# Passage to read
This guide is intended to provide practical guidance for climate communicators, both inside and outside faith communities, about what language works well and what language might pose an obstacle for communicating with any specific faith group. In April 2015, GreenFaith asked the United Kingdom (UK)-based organisation Climate Outreach to develop and test language around climate change that could mobilise activity across 5 main faith groups: Buddhism, Christianity, Hinduism, Islam, and Judaism in the run-up to the 2015 world climate conference in Paris, France.

Climate Outreach started by consulting a team of faith experts about the messages they found had been most effective in their work. They also drew on a wide range of research, educational materials, and faith-based climate change statements. From this initial research, they constructed trial narratives in the form of a speech or sermon. These are given in Appendix II. They then held narrative workshops within each of the 5 faith groups to discuss values, identity, and attitudes to climate change; they then appraised the trial narratives. Additional comments were provided via an online survey with over 650 individuals from all 5 faiths in 53 countries. Full details of methodology are given in Appendix I.

# Challenges
1. Using the passage about climate communication with faith groups, answer these:
(a) Which organization did GreenFaith ask to develop and test language around climate change?
(b) What form did the trial narratives take?
(c) How many individuals responded to the online survey, and from how many countries?
2. Extend the passage about climate communication with faith groups with a further paragraph that follows on from its final sentence.

# Dataset section
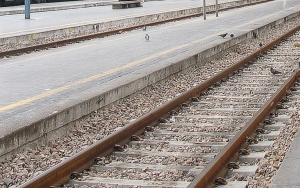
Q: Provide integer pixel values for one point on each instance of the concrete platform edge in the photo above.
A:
(43, 128)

# Task responses
1.
(a) Climate Outreach
(b) A speech or sermon
(c) Over 650 individuals in 53 countries

2.
The report begins by exploring language (narratives) that can work across all faiths: (i) Earth care - a precious gift; (ii) Climate change is a moral challenge; (iii) Climate change is disrupting the natural balance; (iv) We live our faith through our actions; and (v) I take a personal pledge. For each of the 5 narratives, the guide proposes a narrative arc: (i) Validation - what you care for; (ii) Challenge - how what you care for is threatened; (iii) Action - how change can reflect your values; and (iv) Restoration - a return to your values and reinforcement of the world you wish to see.

Other portions of the guide examine: Three Potential Concepts; Language That Did Not Work Across Faiths; Other Emerging Ideas; and Faith By Faith: What Works & What Does Not Work.

Connected with the guide is a March 14 2016 webinar in which Climate Outreach shares and discusses the key findings from the above-described process and resource. See below for access.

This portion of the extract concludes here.